■ Text ■
※

Jedes Jahr zu Beginn der Herbstmonate kehrt ein Thema in die Arztpraxen zurück, das spaltet. Denn um Sinn oder Unsinn der Grippeschutzimpfung wird heftig debattiert, doch mit wenig Ergebnis und meist Verwirrung für die Patienten. Auch wenn es hier klare finanzielle Aspekte für Sie als Arzt gibt, ist doch im Sinne eines vertrauten Arzt-Patienten-Verhältnisses eine sachliche Information und Aufklärung ratsam und längerfristig ebenso lohnend.
Informierte Patienten als Herausforderung
War vor gar nicht allzu langer Zeit der Arzt erste Ansprechperson, wenn es generell um gesundheitliche Themen ging, so haben Sie es heutzutage meist mit durchaus informierten Patienten in Ihrem Wartezimmer zu tun. Internet sei Dank (oder auch nicht), ist der durchschnittliche Wissensstand von kranken oder kränkelnden Personen viel höher einzustufen. Das mag für den Kranken selbst eine Hilfestellung sein, für Ärzte und medizinisches Personal ist es eine Herausforderung der neuen Art. Denn nicht alles, was online zu lesen ist, hat auch korrekten medizinischen Hintergrund. Damit schließt sich der Kreislauf zur Beratungstätigkeit in der Arztpraxis, die jedoch unabhängig von finanziellen Aspekten sein sollte. Auch wenn gerade beim Beispiel Grippeimpfung der monetäre Gedanke ausschlaggebend ist, ist davon abzuraten, jedem Patienten die jährliche Schutzimpfung zu verabreichen. Vielmehr macht es hier Sinn, aufklärerisch tätig zu sein und das Vertrauensgefühl nicht aufs Spiel zu setzen. Denn nur solche Personen, die sich sachlich und objektiv beraten fühlen, kommen auch wieder. Und klar ist, dass Sie gerade als Allgemeinmediziner und Hausarzt von Ihren Stammpatienten wesentlich besser und lukrativer leben, als von der saisonal bedingten Grippeschutzimpfung, die vielleicht über einen kurzen Zeitraum viele Personen in Ihre Praxis spült.

※

■ Zu prüfendes Material ■
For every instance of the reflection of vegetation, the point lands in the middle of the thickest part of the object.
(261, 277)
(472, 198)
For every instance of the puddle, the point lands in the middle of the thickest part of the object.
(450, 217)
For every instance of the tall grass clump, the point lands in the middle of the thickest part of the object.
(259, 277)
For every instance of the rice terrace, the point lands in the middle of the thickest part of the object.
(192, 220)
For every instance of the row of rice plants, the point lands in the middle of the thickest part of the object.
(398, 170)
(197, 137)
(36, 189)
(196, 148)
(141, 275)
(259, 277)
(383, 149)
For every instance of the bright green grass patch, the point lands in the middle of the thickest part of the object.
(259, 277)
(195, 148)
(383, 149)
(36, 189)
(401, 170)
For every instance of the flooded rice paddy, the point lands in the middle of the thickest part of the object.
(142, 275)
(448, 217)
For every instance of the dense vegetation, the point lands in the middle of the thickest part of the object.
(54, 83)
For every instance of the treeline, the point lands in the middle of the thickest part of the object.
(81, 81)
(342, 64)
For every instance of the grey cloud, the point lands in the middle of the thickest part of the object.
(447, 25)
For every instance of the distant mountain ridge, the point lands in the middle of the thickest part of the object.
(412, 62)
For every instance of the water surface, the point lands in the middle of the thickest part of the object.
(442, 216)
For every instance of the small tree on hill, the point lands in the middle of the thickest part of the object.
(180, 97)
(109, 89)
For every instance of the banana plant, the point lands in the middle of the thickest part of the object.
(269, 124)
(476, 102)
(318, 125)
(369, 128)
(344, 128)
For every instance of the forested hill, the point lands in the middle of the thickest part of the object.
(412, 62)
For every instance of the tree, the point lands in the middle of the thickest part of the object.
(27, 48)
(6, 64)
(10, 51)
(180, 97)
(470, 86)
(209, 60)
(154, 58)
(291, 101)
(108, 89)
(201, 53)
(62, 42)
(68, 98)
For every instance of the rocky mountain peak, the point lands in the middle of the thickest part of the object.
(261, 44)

※

■ Aufgabe ■
Schreiben Sie den Text zur Grippeschutzimpfung vollständig und unverändert ab.

■ Schriftliche Lösung ■
Jedes Jahr zu Beginn der Herbstmonate kehrt ein Thema in die Arztpraxen zurück, das spaltet. Denn um Sinn oder Unsinn der Grippeschutzimpfung wird heftig debattiert, doch mit wenig Ergebnis und meist Verwirrung für die Patienten. Auch wenn es hier klare finanzielle Aspekte für Sie als Arzt gibt, ist doch im Sinne eines vertrauten Arzt-Patienten-Verhältnisses eine sachliche Information und Aufklärung ratsam und längerfristig ebenso lohnend.
Informierte Patienten als Herausforderung
War vor gar nicht allzu langer Zeit der Arzt erste Ansprechperson, wenn es generell um gesundheitliche Themen ging, so haben Sie es heutzutage meist mit durchaus informierten Patienten in Ihrem Wartezimmer zu tun. Internet sei Dank (oder auch nicht), ist der durchschnittliche Wissensstand von kranken oder kränkelnden Personen viel höher einzustufen. Das mag für den Kranken selbst eine Hilfestellung sein, für Ärzte und medizinisches Personal ist es eine Herausforderung der neuen Art. Denn nicht alles, was online zu lesen ist, hat auch korrekten medizinischen Hintergrund. Damit schließt sich der Kreislauf zur Beratungstätigkeit in der Arztpraxis, die jedoch unabhängig von finanziellen Aspekten sein sollte. Auch wenn gerade beim Beispiel Grippeimpfung der monetäre Gedanke ausschlaggebend ist, ist davon abzuraten, jedem Patienten die jährliche Schutzimpfung zu verabreichen. Vielmehr macht es hier Sinn, aufklärerisch tätig zu sein und das Vertrauensgefühl nicht aufs Spiel zu setzen. Denn nur solche Personen, die sich sachlich und objektiv beraten fühlen, kommen auch wieder. Und klar ist, dass Sie gerade als Allgemeinmediziner und Hausarzt von Ihren Stammpatienten wesentlich besser und lukrativer leben, als von der saisonal bedingten Grippeschutzimpfung, die vielleicht über einen kurzen Zeitraum viele Personen in Ihre Praxis spült.